SOAL: Tulis ulang bagian artikel tentang mitos lereng Merapi yang dimulai dari kata-kata "Keindahan alamnya sungguh" dan berakhir setelah "berburu di kawasan tersebut.", dengan menukar "menakjubkan" menjadi "memukau".

------ SUMBER ------

Baca artikel IDN Times lainnya di IDN App
IDN Ecosystem
IDN Signature Events
For
You

Mitos Larangan Merumput dan Berburu di Lereng Merapi, Angker?

ilustrasi sekelompok orang membawa rumput (pexels.com/ Oriz Mufassa)
Intinya sih...
  • Mitos larangan merumput dan berburu di lereng Gunung Merapi adalah untuk keselamatan masyarakat dari gas beracun dan ancaman awan panas.
  • Larangan ini juga melindungi binatang hutan yang memiliki kepekaan terhadap perubahan alam sebagai tanda awal letusan gunung.
  • Mitos ini penting untuk menjaga keseimbangan ekosistem, mengatur perilaku masyarakat, dan mendukung kelestarian alam di kawasan tersebut.

Keindahan alamnya sungguh menakjubkan, di sisi lain lereng Gunung Merapi menyimpan banyak misteri. Salah satu yang masih diyakini masyarakat setempat adalah mitos larangan merumput dan berburu di kawasan tersebut.

Beberapa tempat dianggap angker dan dikaitkan dengan keberadaan makhluk gaib yang menjaga wilayah tersebut. Apakah sangat menakutkan karena energi mistisnya yang kuat sehingga ada larangan-larangan? Atau, justru jadi bagian kearifan lokal dalam upaya melestarikan lingkungan? Mari, telusuri lagi.

1.Mitos dan kkosistem di Lereng Merapi

ilustrasi seekor kera (pexels.com/ Mikhail Nilov)
ilustrasi seekor kera (pexels.com/ Mikhail Nilov)

Dalam bukunya Mitos Merapi dan Kearifan Ekologi, Minsarwati menjelaskan bahwa larangan mencari rumput di tempat angker tak sekadar cerita nenek moyang yang diwariskan ke keturunannya, tapi juga didasari keselamatan tinggal di suatu lingkungan.

Kawasan yang dianggap angker terletak di jalur aliran lahar, maka di situ mengandung gas beracun yang membahayakan manusia. Munculnya larangan ini, secara gak langsung melindungi masyarakat agar selamat dari ancaman awan panas yang bisa kapan saja meluncur dari puncak Gunung Merapi.

------ BAHAN YANG DISEDIAKAN ------

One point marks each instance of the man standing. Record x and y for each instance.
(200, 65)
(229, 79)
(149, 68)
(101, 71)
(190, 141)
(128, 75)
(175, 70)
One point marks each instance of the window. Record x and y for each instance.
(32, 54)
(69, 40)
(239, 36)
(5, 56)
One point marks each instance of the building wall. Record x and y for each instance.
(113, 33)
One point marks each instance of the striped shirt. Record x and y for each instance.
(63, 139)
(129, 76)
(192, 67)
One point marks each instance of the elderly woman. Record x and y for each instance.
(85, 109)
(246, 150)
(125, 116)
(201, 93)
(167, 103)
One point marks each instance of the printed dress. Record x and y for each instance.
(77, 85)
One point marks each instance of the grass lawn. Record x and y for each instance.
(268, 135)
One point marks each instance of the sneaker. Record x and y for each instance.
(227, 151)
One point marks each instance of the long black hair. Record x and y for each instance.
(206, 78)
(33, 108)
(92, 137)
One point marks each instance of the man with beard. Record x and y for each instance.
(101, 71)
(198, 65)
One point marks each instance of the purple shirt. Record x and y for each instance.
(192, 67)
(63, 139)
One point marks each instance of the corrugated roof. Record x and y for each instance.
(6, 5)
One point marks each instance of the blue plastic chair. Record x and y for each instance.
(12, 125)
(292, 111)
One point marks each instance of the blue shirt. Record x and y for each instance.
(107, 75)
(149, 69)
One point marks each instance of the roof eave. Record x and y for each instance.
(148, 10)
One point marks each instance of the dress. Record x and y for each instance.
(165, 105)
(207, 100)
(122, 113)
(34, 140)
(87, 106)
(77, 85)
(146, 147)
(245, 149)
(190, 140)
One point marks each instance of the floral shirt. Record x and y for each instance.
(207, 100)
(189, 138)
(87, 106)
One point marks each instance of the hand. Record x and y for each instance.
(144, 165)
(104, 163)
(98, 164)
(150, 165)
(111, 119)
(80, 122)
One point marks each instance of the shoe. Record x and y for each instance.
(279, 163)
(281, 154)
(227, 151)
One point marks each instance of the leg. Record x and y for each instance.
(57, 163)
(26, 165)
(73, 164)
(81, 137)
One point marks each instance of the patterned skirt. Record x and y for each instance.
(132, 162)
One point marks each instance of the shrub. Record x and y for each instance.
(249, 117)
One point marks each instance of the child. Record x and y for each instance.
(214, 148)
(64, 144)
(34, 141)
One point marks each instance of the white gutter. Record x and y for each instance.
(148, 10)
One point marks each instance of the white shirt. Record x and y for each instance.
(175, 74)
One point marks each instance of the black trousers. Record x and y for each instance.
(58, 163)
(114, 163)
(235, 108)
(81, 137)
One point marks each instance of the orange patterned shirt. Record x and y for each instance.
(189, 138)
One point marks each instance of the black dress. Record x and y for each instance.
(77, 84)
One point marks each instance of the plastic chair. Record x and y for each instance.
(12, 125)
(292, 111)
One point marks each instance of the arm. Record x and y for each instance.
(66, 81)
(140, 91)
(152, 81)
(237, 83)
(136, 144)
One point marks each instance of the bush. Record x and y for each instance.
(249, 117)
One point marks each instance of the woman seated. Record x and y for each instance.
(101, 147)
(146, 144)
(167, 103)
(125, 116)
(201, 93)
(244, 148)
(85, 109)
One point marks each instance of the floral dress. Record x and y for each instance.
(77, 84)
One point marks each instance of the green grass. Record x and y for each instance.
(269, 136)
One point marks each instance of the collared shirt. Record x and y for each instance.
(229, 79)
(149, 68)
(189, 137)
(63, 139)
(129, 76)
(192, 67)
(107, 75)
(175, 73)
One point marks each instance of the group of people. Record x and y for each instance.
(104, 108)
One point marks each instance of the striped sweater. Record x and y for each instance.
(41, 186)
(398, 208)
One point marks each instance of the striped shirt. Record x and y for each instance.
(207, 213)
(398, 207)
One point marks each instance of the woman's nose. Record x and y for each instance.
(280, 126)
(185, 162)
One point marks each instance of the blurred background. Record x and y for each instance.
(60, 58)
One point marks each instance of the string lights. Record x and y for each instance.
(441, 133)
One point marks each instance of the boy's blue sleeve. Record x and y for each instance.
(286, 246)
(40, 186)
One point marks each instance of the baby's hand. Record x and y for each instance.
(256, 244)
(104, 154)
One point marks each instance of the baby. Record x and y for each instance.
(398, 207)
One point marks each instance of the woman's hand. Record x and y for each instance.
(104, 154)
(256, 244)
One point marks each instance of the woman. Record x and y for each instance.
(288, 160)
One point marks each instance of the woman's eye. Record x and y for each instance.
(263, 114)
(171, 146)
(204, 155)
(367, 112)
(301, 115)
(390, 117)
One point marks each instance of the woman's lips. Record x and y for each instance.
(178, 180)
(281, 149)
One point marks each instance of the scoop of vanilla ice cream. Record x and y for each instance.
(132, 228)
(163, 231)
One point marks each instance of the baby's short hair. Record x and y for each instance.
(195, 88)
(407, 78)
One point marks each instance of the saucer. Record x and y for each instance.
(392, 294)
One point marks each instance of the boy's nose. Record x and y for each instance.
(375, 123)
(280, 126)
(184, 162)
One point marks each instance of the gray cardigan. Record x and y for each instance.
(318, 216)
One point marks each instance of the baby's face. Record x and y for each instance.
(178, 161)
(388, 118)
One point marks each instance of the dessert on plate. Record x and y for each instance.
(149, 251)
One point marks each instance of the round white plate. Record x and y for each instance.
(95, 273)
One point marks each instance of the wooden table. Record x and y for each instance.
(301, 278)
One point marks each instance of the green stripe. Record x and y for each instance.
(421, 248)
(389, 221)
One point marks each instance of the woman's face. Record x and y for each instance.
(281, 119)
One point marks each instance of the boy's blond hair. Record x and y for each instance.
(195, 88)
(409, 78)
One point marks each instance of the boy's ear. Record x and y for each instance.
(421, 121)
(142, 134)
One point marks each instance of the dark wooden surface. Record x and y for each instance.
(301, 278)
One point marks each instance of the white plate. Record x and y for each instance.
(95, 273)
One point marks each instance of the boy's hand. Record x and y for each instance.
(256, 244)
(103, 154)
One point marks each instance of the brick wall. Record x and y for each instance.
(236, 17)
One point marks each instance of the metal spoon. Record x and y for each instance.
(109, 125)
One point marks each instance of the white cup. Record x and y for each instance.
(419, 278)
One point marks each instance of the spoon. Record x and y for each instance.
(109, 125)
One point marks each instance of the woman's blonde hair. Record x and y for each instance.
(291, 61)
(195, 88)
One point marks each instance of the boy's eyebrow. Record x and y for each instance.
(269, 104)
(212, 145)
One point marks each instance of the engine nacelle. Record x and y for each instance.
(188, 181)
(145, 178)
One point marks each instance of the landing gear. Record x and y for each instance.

------

PENYELESAIAN SOAL:
Keindahan alamnya sungguh memukau, di sisi lain lereng Gunung Merapi menyimpan banyak misteri. Salah satu yang masih diyakini masyarakat setempat adalah mitos larangan merumput dan berburu di kawasan tersebut.